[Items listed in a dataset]
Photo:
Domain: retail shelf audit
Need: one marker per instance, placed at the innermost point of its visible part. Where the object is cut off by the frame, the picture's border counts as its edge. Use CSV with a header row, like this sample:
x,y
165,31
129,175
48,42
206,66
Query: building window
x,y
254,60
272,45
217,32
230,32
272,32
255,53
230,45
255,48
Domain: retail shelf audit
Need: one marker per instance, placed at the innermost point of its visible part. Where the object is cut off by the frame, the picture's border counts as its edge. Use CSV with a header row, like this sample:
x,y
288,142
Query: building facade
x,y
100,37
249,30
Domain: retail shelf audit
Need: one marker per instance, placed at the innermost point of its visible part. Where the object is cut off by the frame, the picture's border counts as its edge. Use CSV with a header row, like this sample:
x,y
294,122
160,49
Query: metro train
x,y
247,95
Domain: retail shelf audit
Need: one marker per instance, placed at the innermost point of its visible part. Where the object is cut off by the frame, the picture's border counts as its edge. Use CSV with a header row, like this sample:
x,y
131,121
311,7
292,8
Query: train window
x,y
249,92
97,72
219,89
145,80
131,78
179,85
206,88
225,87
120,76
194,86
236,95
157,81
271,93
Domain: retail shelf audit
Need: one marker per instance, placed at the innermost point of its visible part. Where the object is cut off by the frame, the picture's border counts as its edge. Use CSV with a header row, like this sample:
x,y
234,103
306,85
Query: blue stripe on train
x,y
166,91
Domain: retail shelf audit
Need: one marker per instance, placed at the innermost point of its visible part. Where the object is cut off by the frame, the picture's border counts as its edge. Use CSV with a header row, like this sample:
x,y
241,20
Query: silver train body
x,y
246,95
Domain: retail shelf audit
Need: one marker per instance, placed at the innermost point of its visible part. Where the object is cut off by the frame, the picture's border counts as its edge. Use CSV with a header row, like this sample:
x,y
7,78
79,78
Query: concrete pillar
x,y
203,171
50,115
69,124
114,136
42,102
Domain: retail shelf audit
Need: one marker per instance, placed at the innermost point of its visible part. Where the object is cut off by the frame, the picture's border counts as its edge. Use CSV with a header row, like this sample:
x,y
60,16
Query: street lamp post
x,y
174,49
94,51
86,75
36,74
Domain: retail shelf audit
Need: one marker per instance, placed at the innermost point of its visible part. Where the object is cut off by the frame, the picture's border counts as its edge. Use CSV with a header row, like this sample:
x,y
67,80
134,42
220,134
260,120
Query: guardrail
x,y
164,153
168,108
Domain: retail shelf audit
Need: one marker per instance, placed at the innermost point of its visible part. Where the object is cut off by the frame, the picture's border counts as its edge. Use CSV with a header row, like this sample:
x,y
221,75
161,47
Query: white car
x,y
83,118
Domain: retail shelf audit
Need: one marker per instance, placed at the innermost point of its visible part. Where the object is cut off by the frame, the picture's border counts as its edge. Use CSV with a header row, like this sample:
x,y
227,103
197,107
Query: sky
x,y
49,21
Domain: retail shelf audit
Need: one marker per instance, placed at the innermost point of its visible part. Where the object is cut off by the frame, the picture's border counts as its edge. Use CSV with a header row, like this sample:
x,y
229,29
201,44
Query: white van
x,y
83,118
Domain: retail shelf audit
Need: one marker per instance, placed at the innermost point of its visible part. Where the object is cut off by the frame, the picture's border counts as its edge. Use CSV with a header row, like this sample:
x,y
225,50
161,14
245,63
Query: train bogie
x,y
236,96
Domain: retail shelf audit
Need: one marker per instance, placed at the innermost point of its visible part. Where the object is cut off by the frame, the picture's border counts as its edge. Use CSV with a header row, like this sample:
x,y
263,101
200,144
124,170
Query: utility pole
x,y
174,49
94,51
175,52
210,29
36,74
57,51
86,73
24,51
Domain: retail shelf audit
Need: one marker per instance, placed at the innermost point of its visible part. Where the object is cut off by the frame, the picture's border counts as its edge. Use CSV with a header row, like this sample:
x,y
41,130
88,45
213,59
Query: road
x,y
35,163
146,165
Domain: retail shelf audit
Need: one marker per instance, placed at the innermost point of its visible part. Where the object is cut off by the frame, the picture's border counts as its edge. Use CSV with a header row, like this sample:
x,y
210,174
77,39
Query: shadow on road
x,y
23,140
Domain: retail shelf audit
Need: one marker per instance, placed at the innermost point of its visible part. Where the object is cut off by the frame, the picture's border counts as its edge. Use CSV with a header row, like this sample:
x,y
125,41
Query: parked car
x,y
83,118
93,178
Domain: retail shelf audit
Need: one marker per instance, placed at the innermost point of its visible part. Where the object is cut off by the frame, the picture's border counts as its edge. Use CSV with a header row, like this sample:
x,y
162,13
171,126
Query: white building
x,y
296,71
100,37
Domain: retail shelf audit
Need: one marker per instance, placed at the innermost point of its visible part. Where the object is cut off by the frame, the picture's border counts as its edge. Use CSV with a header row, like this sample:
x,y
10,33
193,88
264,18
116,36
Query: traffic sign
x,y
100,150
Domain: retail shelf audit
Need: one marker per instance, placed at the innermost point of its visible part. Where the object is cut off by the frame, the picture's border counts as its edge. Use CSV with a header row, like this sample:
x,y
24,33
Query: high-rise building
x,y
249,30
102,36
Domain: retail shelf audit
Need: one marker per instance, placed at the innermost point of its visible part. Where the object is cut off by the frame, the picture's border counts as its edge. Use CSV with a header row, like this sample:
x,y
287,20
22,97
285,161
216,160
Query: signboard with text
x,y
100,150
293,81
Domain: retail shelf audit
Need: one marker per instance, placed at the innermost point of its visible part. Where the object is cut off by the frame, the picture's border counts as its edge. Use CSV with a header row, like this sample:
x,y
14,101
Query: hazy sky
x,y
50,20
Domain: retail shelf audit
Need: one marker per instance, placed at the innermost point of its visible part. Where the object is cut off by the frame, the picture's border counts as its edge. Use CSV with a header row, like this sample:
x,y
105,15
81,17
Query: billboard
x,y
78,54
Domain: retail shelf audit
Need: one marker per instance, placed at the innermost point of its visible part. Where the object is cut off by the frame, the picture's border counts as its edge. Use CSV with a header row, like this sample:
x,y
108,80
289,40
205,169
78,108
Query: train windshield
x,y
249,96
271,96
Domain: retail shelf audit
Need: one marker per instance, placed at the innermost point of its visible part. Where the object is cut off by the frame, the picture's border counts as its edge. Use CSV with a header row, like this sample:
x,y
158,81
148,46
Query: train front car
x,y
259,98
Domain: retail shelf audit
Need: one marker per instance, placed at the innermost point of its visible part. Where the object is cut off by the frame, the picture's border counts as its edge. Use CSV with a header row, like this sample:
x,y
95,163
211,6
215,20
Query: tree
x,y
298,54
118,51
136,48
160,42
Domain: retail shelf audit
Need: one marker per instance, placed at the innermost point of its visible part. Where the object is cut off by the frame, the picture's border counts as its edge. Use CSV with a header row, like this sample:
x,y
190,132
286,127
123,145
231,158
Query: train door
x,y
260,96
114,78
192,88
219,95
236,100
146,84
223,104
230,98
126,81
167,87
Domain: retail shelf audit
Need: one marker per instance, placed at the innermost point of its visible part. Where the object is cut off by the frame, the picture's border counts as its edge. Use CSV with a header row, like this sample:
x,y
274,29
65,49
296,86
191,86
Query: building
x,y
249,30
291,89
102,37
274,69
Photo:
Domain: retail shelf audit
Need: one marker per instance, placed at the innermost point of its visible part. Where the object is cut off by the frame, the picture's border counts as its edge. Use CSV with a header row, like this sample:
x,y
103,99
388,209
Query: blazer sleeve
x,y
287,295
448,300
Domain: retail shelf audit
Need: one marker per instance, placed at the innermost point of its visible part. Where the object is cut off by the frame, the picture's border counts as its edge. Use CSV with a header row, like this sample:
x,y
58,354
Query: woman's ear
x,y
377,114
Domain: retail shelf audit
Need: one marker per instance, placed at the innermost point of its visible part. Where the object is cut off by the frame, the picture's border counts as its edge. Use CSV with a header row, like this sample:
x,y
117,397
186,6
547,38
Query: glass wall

=== TASK GOAL ===
Copy out the lines above, from the one holding "Query: blazer sleeve" through the final line, with no other lines.

=== RESULT ===
Query: blazer sleeve
x,y
287,295
448,300
Domain: retail shelf audit
Need: one marker per instance, placed at the innermost point of its visible part. Where the object is cut off by the frame, the picture's border counts as its edge. Use CSV with a header row, like this sample:
x,y
58,354
Query: woman's ear
x,y
377,114
Domain: retail shelf audit
Need: one marker per instance, placed at the innermost point of its visible part. Where the object is cut off by the frame, the picture's border counts as its edge. Use CSV with a header row, like this sample:
x,y
117,397
186,6
547,38
Query: glass wall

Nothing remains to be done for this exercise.